これは軽い気持ちでは読めない、重い、とにかく苦しい 出口のない迷路に迷い込んでしまう「赤い指」「さまよう刃」等と同じ社会派サスペンスで、いかに罪を償うか償わせるか、そもそも償えるのか、ぜひ多くの人に読んでもらい、真剣に考えてもらいたい問題提起の作品です。

 

人が人を殺してはいけない。だから人を殺したら死刑。しかし、死刑は国(人)が人を殺すことだから、その理屈は成り立たない。だから、死刑は廃止にすべきだというのが死刑廃止論

 

だけど、それはあくまで理論的な議論であって、被害者遺族の感情としては、自らの死も望む殺人犯を死刑にするのは褒賞同然。望みが叶わない苦痛を味あわせたいと思うだろうし、一方で罪を償うも何も、一刻も早く消えてほしいとも思うだろう。

 

 「(殺人)事件が悪い夢だったら一番いいけど
今ここに愛美がいないからそれはあり得ない。
だから、元々愛美なんて子供はいなくて
あの子がいたというのが夢で
それが覚めただけだったならどんなに楽だろうって思う。」

 

あの子がいた事実が事実でなくなればいいなんて、そんな風に思うしかない親の悲しみや苦しみは壮絶なものでしょう。何を以てしても罪は償えないとしか思えません。

:::::

[課題] 書評のうち「これは軽い気持ちでは読めない」から「消えてほしいとも思うだろう。」までの部分を、一字も変えずに出力してください。 この後に続く資料は、ここでの作業とは関係がありません。

:::::

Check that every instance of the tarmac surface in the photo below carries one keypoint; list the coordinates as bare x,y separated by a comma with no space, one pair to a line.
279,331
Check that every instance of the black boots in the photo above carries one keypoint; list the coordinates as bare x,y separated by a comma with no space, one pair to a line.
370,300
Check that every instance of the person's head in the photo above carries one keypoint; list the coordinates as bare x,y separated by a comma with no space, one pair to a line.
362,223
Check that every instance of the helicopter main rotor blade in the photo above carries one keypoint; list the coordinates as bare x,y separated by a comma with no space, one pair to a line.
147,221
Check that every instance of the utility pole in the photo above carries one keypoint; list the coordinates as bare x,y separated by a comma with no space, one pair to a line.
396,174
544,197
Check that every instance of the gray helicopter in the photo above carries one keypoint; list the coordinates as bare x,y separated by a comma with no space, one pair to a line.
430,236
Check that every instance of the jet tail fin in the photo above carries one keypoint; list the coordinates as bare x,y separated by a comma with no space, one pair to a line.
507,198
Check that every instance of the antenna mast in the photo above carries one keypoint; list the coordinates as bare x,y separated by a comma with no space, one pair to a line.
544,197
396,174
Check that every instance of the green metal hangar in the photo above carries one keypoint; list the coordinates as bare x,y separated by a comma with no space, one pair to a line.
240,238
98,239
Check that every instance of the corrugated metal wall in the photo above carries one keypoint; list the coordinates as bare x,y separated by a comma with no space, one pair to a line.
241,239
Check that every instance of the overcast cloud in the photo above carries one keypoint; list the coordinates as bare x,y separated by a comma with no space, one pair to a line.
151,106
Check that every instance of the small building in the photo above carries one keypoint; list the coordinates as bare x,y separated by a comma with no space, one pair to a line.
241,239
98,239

:::::

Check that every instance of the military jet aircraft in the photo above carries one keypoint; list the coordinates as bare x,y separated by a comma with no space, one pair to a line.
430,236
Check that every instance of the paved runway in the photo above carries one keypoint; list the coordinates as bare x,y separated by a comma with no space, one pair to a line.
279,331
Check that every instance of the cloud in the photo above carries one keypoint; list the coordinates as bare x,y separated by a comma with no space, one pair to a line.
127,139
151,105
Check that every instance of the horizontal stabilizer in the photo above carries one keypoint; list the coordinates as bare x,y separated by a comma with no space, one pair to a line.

:::::

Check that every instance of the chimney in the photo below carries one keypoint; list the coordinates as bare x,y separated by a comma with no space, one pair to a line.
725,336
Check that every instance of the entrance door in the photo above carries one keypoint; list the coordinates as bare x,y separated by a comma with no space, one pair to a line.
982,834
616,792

:::::

[解答例]
これは軽い気持ちでは読めない、重い、とにかく苦しい 出口のない迷路に迷い込んでしまう「赤い指」「さまよう刃」等と同じ社会派サスペンスで、いかに罪を償うか償わせるか、そもそも償えるのか、ぜひ多くの人に読んでもらい、真剣に考えてもらいたい問題提起の作品です。

 

人が人を殺してはいけない。だから人を殺したら死刑。しかし、死刑は国(人)が人を殺すことだから、その理屈は成り立たない。だから、死刑は廃止にすべきだというのが死刑廃止論

 

だけど、それはあくまで理論的な議論であって、被害者遺族の感情としては、自らの死も望む殺人犯を死刑にするのは褒賞同然。望みが叶わない苦痛を味あわせたいと思うだろうし、一方で罪を償うも何も、一刻も早く消えてほしいとも思うだろう。